Document passage:

[Start]

This is done in order to secure privacy, security and dignity of the complainant. The information should not find way to media which might sensationalise the sensitive issue of suffering of a woman and the harassment would be multiplied and hence the identity and addresses of the complainant, respondent witnesses, any information relating to conciliation and inquiry proceedings, recommendations of the ICC/LCC and the action taken concerned are protected from media.
If a third person wants to know the detailed information about sexual harassment, this provision could be used to deny. But it cannot be denied to the complainant. This section states that the information regarding the justice secured to any victim of sexual harassment under this Act may be disseminated without disclosing the name, address, identity or any other particulars calculated to lead to the identification of the aggrieved woman and witnesses.
The public authority rejected disclosure of preliminary inquiry report, saying it would impede the process of investigation. The expression ‘report’ ordinarily means both the ‘preliminary,’ if any, and ‘final’ report. Disclosure is mandated by principles of natural justice, a judgement of Supreme Court, the Act 2013 and the Rules 2013, and the Right to Information about the action taken or report submitted after inquiry into her complaint is specifically guaranteed and made enforceable by the RTI Act, 2005. The preliminary report falls under the category of 'information' held by the public authority under Section 2(f) of the RTI Act, 2005 that has to be provided to the appellant.
The very purpose of providing a specific right to copy of inquiry report under the Section 13 of Act of 2013 is to help the women-victims from tactics of other officers acting together to deny the information and remove the chances of appeal. The complainant alleged bias of CPIO and some officers of public authority in favour of the accused as they have provided a copy of inquiry report to him to enable him to secure bail, whereas it was denied to her to prevent her from taking further steps.
The Supreme Court held that sexual harassment of woman at workplace will constitute breach of her right to life under Article 21, right to equality under Article 14 and Article 15, right to work in office, to which she was duly selected. The provisions of RTI Act also gave certain rights and right to information to the complainant-victim. She has a right:
a)To completion of inquiry by internal complaints committee within 3 months, as per Section 9;
b)To conduct inquiry according to procedure and norms prescribed under section 11;
c)To know transfer of the accused or transfer of complainant of sexual harassment for safety, and recommendations to that extent from the internal complaints committee, during pendency of inquiry under Section 12(1); and
d)To a copy of inquiry report as per Section 13(1), within 10 days of its completion.

[End]

To be done:
**a.** Under the passage on sexual harassment inquiries, within how many days of its completion is the complainant entitled to a copy of the inquiry report?
**b.** Gather every line of the entries that contains the string "bicycle", treating uppercase and lowercase as different.
The entries are unrelated to the text.

Material to process:
[Start]

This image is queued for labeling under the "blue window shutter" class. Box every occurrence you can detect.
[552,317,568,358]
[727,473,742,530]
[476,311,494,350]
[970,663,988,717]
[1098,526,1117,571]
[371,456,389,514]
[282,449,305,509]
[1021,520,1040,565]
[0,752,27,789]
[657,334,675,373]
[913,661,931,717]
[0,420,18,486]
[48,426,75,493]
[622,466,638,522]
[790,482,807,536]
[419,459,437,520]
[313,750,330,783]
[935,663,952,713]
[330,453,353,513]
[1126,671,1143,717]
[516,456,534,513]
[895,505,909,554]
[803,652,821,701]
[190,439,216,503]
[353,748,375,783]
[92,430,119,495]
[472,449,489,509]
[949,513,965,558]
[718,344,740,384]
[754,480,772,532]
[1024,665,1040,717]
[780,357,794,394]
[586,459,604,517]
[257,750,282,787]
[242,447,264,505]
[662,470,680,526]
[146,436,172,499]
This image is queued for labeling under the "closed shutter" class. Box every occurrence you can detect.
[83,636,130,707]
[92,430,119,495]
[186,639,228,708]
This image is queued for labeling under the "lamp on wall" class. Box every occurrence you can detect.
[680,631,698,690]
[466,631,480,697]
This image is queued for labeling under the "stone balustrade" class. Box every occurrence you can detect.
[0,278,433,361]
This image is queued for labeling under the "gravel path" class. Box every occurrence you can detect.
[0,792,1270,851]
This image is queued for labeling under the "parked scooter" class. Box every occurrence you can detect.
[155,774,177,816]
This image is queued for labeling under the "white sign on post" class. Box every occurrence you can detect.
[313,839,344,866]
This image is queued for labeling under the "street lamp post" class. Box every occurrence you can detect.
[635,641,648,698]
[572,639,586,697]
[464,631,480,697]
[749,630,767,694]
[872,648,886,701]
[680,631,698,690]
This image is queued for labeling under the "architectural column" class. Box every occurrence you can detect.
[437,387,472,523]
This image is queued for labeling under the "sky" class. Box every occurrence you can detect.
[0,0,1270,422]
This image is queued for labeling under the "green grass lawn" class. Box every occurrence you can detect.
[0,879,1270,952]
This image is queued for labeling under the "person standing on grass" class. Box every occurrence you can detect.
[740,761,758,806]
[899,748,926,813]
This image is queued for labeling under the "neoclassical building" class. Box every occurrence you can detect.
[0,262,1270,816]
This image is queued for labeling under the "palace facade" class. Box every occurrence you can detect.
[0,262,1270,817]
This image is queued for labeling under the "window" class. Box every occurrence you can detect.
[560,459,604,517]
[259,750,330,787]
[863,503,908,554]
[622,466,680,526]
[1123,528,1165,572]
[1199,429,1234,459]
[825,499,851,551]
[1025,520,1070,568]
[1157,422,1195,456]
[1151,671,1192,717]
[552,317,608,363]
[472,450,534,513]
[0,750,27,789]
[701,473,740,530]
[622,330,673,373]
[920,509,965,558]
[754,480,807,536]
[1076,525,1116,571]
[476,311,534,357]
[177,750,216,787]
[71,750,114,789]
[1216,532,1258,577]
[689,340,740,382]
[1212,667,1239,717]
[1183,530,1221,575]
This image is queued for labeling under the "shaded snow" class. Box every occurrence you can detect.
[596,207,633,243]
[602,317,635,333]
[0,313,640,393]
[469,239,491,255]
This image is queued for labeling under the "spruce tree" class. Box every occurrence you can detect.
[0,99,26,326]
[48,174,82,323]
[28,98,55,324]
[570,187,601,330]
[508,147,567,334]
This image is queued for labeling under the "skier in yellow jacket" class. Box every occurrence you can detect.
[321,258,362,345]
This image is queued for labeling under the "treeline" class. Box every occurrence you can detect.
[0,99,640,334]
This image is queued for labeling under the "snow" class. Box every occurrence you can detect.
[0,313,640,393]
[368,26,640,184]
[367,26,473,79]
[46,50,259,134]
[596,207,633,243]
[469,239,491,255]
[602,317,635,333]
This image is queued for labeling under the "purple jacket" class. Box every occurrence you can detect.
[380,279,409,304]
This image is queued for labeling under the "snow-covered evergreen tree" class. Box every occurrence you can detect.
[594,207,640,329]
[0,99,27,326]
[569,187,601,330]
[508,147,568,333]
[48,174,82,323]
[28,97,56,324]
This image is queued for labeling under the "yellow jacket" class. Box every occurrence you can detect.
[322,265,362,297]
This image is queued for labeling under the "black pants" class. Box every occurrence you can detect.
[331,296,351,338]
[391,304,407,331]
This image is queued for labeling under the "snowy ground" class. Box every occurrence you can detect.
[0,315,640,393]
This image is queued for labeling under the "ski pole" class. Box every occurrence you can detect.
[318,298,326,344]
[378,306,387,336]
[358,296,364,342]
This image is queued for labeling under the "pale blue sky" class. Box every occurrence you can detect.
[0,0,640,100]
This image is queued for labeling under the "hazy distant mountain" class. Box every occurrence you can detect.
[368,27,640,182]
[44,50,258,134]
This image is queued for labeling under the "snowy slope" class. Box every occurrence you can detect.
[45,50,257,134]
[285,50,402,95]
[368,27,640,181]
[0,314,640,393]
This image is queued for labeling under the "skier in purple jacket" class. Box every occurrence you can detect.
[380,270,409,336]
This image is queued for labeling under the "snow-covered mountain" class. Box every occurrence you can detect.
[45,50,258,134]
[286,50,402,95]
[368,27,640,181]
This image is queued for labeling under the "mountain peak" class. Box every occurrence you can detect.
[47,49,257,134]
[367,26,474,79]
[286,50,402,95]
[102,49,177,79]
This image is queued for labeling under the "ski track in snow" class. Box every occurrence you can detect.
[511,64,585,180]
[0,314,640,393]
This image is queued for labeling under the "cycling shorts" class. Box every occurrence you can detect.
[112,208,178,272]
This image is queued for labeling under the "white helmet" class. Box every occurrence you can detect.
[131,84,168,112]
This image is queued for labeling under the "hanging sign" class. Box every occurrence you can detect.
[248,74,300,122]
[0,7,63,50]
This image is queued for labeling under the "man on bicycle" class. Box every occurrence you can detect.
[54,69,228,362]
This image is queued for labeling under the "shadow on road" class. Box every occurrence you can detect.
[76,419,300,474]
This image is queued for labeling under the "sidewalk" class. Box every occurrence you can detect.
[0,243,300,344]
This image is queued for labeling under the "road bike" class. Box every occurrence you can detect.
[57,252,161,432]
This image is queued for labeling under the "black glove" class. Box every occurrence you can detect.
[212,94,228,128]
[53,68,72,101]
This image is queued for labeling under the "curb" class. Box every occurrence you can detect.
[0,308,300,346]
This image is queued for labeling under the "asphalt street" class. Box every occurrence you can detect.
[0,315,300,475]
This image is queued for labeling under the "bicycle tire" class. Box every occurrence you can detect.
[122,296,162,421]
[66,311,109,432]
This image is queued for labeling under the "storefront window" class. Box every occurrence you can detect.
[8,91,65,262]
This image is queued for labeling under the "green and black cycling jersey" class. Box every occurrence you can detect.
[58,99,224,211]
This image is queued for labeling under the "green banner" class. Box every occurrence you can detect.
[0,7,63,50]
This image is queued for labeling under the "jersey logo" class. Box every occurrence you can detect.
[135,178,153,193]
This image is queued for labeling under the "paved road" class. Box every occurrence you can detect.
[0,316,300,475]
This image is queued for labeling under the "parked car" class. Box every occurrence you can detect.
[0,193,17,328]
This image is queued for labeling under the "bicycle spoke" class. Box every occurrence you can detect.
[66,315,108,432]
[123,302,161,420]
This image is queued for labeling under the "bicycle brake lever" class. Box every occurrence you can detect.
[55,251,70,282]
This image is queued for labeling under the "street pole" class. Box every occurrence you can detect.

[End]

The results:
**a.** Within 10 days of its completion.

**b.**
This image is queued for labeling under the "man on bicycle" class. Box every occurrence you can detect.
This image is queued for labeling under the "bicycle tire" class. Box every occurrence you can detect.
This image is queued for labeling under the "bicycle spoke" class. Box every occurrence you can detect.
This image is queued for labeling under the "bicycle brake lever" class. Box every occurrence you can detect.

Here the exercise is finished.